> [What you will do]
Set down exactly the stretch of lines below that opens at the line containing "Target: bark texture" and continues through the last line of the entries, and nothing else.

Point localization data
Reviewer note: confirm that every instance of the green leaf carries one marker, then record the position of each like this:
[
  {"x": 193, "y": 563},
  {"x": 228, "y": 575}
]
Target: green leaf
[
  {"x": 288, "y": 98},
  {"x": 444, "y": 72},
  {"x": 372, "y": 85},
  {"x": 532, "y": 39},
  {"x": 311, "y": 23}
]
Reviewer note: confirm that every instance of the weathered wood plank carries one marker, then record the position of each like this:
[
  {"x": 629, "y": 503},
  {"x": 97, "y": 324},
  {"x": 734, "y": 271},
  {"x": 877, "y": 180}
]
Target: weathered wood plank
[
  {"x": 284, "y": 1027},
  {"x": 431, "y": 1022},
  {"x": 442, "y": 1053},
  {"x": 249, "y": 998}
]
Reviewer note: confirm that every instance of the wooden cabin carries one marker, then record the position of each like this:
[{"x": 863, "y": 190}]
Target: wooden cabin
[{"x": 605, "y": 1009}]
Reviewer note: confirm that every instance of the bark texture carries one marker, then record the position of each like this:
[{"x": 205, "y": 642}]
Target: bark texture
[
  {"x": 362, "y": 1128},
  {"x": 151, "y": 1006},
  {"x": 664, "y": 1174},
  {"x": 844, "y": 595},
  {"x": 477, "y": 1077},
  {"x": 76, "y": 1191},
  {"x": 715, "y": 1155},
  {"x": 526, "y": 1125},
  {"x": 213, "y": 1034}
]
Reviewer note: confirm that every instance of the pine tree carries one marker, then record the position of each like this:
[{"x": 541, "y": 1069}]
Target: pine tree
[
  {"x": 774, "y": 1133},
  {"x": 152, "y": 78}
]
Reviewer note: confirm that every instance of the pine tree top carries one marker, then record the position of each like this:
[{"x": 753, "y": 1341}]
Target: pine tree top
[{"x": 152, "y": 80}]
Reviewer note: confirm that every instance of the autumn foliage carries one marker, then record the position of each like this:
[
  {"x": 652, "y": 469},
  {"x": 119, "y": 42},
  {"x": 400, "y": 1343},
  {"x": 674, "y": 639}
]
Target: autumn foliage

> [Solution]
Target: bark texture
[
  {"x": 362, "y": 1128},
  {"x": 151, "y": 1006},
  {"x": 664, "y": 1174},
  {"x": 844, "y": 595},
  {"x": 477, "y": 1077},
  {"x": 76, "y": 1191},
  {"x": 715, "y": 1155},
  {"x": 526, "y": 1125},
  {"x": 213, "y": 1034}
]
Reviewer note: confirm that every instance of the pine tree carries one marker, then record the position of each like this:
[{"x": 541, "y": 1069}]
Target: pine tree
[
  {"x": 774, "y": 1133},
  {"x": 152, "y": 78}
]
Reviewer note: confirm that every instance of the pine tree top carries one marker, then record the position of each like this:
[{"x": 753, "y": 1341}]
Target: pine tree top
[{"x": 152, "y": 80}]
Reviewer note: confirm that every instance of the autumn foliage carries one marker, then record the position of each like this:
[
  {"x": 652, "y": 469},
  {"x": 119, "y": 42},
  {"x": 400, "y": 1343},
  {"x": 674, "y": 639}
]
Target: autumn foliage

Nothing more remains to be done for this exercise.